__EXERCISE INSTRUCTIONS__:
Write back every line of the listing exactly, excluding images.

__EXTRACTED RECORDS__:
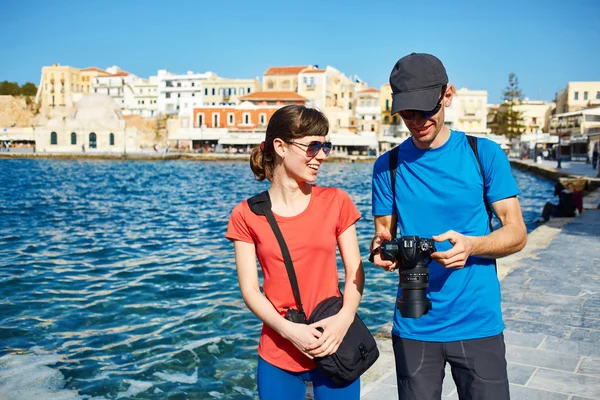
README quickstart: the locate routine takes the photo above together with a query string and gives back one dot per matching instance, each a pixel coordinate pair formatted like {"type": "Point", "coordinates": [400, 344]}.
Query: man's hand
{"type": "Point", "coordinates": [457, 256]}
{"type": "Point", "coordinates": [377, 260]}
{"type": "Point", "coordinates": [334, 330]}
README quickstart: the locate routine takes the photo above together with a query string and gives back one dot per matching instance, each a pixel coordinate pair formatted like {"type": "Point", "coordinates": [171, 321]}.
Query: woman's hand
{"type": "Point", "coordinates": [302, 336]}
{"type": "Point", "coordinates": [334, 330]}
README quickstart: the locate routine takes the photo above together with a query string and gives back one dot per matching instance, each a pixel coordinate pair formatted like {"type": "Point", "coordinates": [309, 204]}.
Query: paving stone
{"type": "Point", "coordinates": [585, 335]}
{"type": "Point", "coordinates": [523, 339]}
{"type": "Point", "coordinates": [518, 373]}
{"type": "Point", "coordinates": [381, 392]}
{"type": "Point", "coordinates": [572, 347]}
{"type": "Point", "coordinates": [541, 358]}
{"type": "Point", "coordinates": [590, 366]}
{"type": "Point", "coordinates": [561, 382]}
{"type": "Point", "coordinates": [534, 327]}
{"type": "Point", "coordinates": [525, 393]}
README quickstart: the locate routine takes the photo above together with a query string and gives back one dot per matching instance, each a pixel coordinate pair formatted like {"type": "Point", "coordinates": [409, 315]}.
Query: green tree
{"type": "Point", "coordinates": [9, 89]}
{"type": "Point", "coordinates": [508, 120]}
{"type": "Point", "coordinates": [28, 89]}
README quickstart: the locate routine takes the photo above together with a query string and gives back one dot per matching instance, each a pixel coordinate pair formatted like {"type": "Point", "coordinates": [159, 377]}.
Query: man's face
{"type": "Point", "coordinates": [424, 128]}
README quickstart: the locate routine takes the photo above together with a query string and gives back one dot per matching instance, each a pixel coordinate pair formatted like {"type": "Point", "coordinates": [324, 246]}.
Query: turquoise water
{"type": "Point", "coordinates": [117, 274]}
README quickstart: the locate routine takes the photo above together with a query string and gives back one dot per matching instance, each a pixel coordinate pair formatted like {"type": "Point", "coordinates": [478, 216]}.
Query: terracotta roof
{"type": "Point", "coordinates": [121, 73]}
{"type": "Point", "coordinates": [94, 69]}
{"type": "Point", "coordinates": [273, 96]}
{"type": "Point", "coordinates": [314, 71]}
{"type": "Point", "coordinates": [285, 70]}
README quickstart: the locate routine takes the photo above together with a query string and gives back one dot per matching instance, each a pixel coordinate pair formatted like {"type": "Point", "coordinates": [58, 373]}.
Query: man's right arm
{"type": "Point", "coordinates": [383, 225]}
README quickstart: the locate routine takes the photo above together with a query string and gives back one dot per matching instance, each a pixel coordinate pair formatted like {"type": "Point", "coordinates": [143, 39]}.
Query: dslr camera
{"type": "Point", "coordinates": [412, 254]}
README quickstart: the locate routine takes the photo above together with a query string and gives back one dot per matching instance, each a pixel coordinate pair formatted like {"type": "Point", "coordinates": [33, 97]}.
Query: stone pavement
{"type": "Point", "coordinates": [551, 305]}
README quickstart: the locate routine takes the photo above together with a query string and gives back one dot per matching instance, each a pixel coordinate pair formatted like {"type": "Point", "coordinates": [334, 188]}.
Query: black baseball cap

__RESULT__:
README quickstart: the locate routine takes the photo above together with a query string and gives back one dot per matching instance, each a pixel coordinate pair formatted like {"type": "Point", "coordinates": [400, 344]}.
Query: man's hand
{"type": "Point", "coordinates": [457, 256]}
{"type": "Point", "coordinates": [377, 260]}
{"type": "Point", "coordinates": [334, 330]}
README quickstart: the locate routine takes the photo above together with a query string and gives back one dot per matching instance, each a pixel coordinate pair formatted like {"type": "Point", "coordinates": [171, 321]}.
Query: woman's hand
{"type": "Point", "coordinates": [302, 336]}
{"type": "Point", "coordinates": [334, 330]}
README quickstart: the locate routine takes the photo above together with a query string and gives back one dot per matching instance, each a pixel coordinate pair formatted like {"type": "Point", "coordinates": [309, 204]}.
Query: paving stone
{"type": "Point", "coordinates": [585, 335]}
{"type": "Point", "coordinates": [523, 339]}
{"type": "Point", "coordinates": [518, 373]}
{"type": "Point", "coordinates": [381, 392]}
{"type": "Point", "coordinates": [572, 347]}
{"type": "Point", "coordinates": [541, 358]}
{"type": "Point", "coordinates": [590, 366]}
{"type": "Point", "coordinates": [561, 382]}
{"type": "Point", "coordinates": [534, 327]}
{"type": "Point", "coordinates": [525, 393]}
README quickstart: the locate routine takes the photo above together with a query string and gives back one dot per matching instance, each a pixel coordinate pair formatted like {"type": "Point", "coordinates": [409, 315]}.
Query: green tree
{"type": "Point", "coordinates": [9, 89]}
{"type": "Point", "coordinates": [508, 120]}
{"type": "Point", "coordinates": [28, 89]}
README quickstart: the locate routine takes the photo above together with a query string and gives back one dot per matching instance, each a pixel coordinate pair formatted like {"type": "Point", "coordinates": [159, 377]}.
Query: man's face
{"type": "Point", "coordinates": [424, 128]}
README quickstart: the locate routine takes the photo above together with a query string and gives back one dot per matching instance, each a pixel coordinate pair formatted like {"type": "Point", "coordinates": [324, 246]}.
Query: turquoise water
{"type": "Point", "coordinates": [117, 274]}
README quickstart: the locate routine takes the photo above together with a query string and gives back one dot per matching instance, each a pixel coordinate pair formatted like {"type": "Point", "coordinates": [478, 216]}.
Query: terracotta roof
{"type": "Point", "coordinates": [121, 73]}
{"type": "Point", "coordinates": [94, 69]}
{"type": "Point", "coordinates": [273, 96]}
{"type": "Point", "coordinates": [314, 71]}
{"type": "Point", "coordinates": [285, 70]}
README quickstart: the locate routine takes the photo above together with a query string and gives back one dot per matching instance, each a pixel coordinate pair formatted like {"type": "Point", "coordinates": [58, 373]}.
Query: man's right arm
{"type": "Point", "coordinates": [383, 225]}
README quickstart: the locate routine takes the photo above together with a query string and gives back one dot per matching instance, each a pixel coordinate pair formatted like {"type": "Point", "coordinates": [143, 39]}.
Query: dslr camera
{"type": "Point", "coordinates": [412, 254]}
README quickstart: the locate routine takes the photo above together with a query string and gives back one dot per matching instance, each a pixel coordinate pair formatted like {"type": "Point", "coordinates": [33, 97]}.
Query: stone pavement
{"type": "Point", "coordinates": [551, 305]}
README quickstart: the locate routine takes the photo above together with a query string and gives back one dot per matching instance, each a pixel coordinate pair formatted like {"type": "Point", "coordinates": [334, 188]}.
Query: black baseball cap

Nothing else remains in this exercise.